**ACTIONS TO TAKE**
#1 Answer these from the Chrony text, one line each:
(a) Which protocol is Chrony an implementation of?
(b) What are ordinary computer clocks said to be sensitive to?
(c) What accuracy is typical on a LAN?
#2 Using the Chrony text, explain in one to three sentences why changing temperatures appear among the conditions Chrony is designed to handle.
#3 Quote the Chrony text starting at "Chrony is a" and ending at "may be possible.".

Install Chrony NTP Server on Rocky Linux 8

Install Chrony NTP Server on Rocky Linux 8

In this article, you will learn how to install Chrony NTP Server on Rocky Linux 8 or other RPM based distros.

 

Table of Contents:

 

What is Chrony?:

Chrony is a versatile implementation of the Network Time Protocol (NTP). It can synchronize the system clock with NTP servers, reference clocks, and manual input using wrist-watch and keyboard. It can also operate as an NTPv4 (RFC 5905) server and peer to provide a time service to other computers in the network.

It is designed to perform well in a wide range of conditions, including intermittent network connections, heavily congested networks, changing temperatures (ordinary computer clocks are sensitive to temperature), and systems that do not run continuously, or run on a virtual machine.

Typical accuracy between two machines synchronized over the Internet is within a few milliseconds; on a LAN, accuracy is typically in tens of microseconds. With hardware time-stamping, or a hardware reference clock, sub-microsecond accuracy may be possible.

**ENTRIES PROVIDED**
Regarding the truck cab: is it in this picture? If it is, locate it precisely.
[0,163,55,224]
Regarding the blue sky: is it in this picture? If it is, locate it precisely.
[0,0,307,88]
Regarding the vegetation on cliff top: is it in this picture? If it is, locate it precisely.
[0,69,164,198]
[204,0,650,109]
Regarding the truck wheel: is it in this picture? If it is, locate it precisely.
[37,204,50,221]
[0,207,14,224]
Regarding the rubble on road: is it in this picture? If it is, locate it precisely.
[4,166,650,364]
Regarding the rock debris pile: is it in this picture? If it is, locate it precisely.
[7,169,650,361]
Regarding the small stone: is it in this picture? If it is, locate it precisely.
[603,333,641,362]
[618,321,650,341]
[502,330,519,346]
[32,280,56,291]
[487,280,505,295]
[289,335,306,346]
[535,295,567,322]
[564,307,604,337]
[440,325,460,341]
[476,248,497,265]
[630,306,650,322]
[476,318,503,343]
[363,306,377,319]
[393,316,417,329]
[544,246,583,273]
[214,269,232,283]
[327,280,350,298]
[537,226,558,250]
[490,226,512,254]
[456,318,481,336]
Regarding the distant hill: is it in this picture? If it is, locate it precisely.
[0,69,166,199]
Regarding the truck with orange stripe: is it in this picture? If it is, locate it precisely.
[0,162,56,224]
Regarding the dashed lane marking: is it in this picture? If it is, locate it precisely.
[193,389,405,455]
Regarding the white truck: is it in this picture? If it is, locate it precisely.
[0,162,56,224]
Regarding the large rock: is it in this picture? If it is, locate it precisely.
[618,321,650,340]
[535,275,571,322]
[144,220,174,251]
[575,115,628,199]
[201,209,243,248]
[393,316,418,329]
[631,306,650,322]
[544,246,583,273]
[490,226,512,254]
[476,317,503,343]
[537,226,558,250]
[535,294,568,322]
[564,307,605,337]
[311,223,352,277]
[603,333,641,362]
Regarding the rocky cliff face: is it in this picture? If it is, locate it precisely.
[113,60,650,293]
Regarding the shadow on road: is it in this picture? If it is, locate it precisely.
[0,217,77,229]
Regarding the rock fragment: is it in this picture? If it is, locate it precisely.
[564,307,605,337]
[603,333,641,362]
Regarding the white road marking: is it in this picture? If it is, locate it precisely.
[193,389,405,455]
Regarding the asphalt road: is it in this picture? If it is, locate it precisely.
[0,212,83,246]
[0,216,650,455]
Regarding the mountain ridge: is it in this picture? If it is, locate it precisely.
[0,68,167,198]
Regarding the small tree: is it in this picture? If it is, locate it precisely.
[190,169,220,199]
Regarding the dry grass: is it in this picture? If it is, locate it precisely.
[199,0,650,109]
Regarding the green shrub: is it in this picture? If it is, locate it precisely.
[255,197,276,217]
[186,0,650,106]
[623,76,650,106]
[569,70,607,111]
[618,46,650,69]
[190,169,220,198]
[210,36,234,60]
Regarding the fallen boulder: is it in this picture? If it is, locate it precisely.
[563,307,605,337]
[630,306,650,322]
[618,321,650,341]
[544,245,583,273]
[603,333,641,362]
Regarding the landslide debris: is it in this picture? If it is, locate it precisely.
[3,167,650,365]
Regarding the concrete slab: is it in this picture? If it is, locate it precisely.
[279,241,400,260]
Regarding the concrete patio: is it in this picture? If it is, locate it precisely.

**SOLUTION SET**
#1
(a) The Network Time Protocol (NTP).
(b) Temperature.
(c) Tens of microseconds.

#2 Chrony is built to perform well under changing temperatures because ordinary computer clocks are sensitive to temperature.

#3
Chrony is a versatile implementation of the Network Time Protocol (NTP). It can synchronize the system clock with NTP servers, reference clocks, and manual input using wrist-watch and keyboard. It can also operate as an NTPv4 (RFC 5905) server and peer to provide a time service to other computers in the network.

It is designed to perform well in a wide range of conditions, including intermittent network connections, heavily congested networks, changing temperatures (ordinary computer clocks are sensitive to temperature), and systems that do not run continuously, or run on a virtual machine.

Typical accuracy between two machines synchronized over the Internet is within a few milliseconds; on a LAN, accuracy is typically in tens of microseconds. With hardware time-stamping, or a hardware reference clock, sub-microsecond accuracy may be possible.